_To do:_ Reproduce the portion of the data that opens with the line containing "Target: brown tail feather" and runs through the end of the data, swapping "dark window" for "unlit window" and leaving everything else unchanged.

_Given records:_
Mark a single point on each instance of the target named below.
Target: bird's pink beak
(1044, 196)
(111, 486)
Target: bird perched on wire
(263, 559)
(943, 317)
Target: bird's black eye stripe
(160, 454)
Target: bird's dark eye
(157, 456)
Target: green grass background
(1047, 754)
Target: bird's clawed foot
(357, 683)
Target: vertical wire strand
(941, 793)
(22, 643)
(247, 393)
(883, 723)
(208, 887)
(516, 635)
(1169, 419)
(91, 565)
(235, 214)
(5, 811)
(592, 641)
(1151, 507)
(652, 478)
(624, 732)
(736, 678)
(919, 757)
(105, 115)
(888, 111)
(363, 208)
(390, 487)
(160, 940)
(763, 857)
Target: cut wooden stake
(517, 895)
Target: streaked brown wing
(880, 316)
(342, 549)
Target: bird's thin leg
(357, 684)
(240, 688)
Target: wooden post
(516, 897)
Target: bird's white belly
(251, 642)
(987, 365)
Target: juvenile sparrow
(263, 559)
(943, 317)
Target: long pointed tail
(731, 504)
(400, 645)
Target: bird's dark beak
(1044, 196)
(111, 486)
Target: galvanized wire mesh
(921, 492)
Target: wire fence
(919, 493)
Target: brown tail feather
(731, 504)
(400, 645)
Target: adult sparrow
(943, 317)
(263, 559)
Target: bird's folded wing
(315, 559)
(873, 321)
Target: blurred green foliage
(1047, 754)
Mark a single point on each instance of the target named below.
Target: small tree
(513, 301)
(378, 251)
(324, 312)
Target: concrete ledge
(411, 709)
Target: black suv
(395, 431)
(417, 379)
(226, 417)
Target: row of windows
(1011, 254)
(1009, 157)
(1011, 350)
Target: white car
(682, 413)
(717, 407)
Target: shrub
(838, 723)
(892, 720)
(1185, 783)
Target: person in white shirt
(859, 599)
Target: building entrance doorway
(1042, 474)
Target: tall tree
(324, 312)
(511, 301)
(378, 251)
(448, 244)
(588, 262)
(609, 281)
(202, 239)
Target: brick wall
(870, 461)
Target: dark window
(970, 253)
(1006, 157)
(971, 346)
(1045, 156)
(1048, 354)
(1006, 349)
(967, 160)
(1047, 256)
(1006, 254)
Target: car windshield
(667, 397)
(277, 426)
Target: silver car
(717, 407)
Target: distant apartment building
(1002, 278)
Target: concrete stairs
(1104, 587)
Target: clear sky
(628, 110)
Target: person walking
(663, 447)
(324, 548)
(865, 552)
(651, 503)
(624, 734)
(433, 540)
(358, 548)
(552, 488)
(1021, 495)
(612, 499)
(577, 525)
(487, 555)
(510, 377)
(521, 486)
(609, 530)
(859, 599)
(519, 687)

_Exercise response:_
Target: brown tail feather
(731, 504)
(400, 645)
Target: adult sparrow
(943, 317)
(263, 559)
Target: bird's folded wing
(315, 559)
(873, 321)
Target: blurred green foliage
(1047, 754)
Mark a single point on each instance of the target named below.
Target: small tree
(513, 301)
(378, 251)
(324, 312)
Target: concrete ledge
(411, 709)
Target: black suv
(395, 431)
(417, 379)
(226, 417)
Target: row of windows
(1011, 254)
(1009, 157)
(1011, 350)
Target: white car
(682, 413)
(717, 407)
Target: shrub
(838, 723)
(892, 720)
(1185, 783)
Target: person in white shirt
(859, 599)
Target: building entrance doorway
(1042, 474)
Target: tall tree
(324, 312)
(511, 301)
(378, 251)
(448, 244)
(588, 262)
(609, 281)
(202, 239)
Target: brick wall
(870, 461)
Target: unlit window
(970, 253)
(1006, 157)
(971, 346)
(1045, 156)
(1048, 354)
(1006, 349)
(967, 160)
(1047, 256)
(1006, 254)
Target: car windshield
(667, 397)
(277, 426)
Target: silver car
(717, 407)
Target: distant apartment building
(1002, 278)
Target: concrete stairs
(1104, 587)
Target: clear sky
(628, 110)
Target: person walking
(663, 447)
(324, 548)
(865, 552)
(651, 503)
(624, 734)
(433, 540)
(358, 548)
(552, 488)
(1021, 495)
(612, 499)
(577, 525)
(487, 555)
(510, 377)
(521, 486)
(609, 530)
(859, 599)
(519, 687)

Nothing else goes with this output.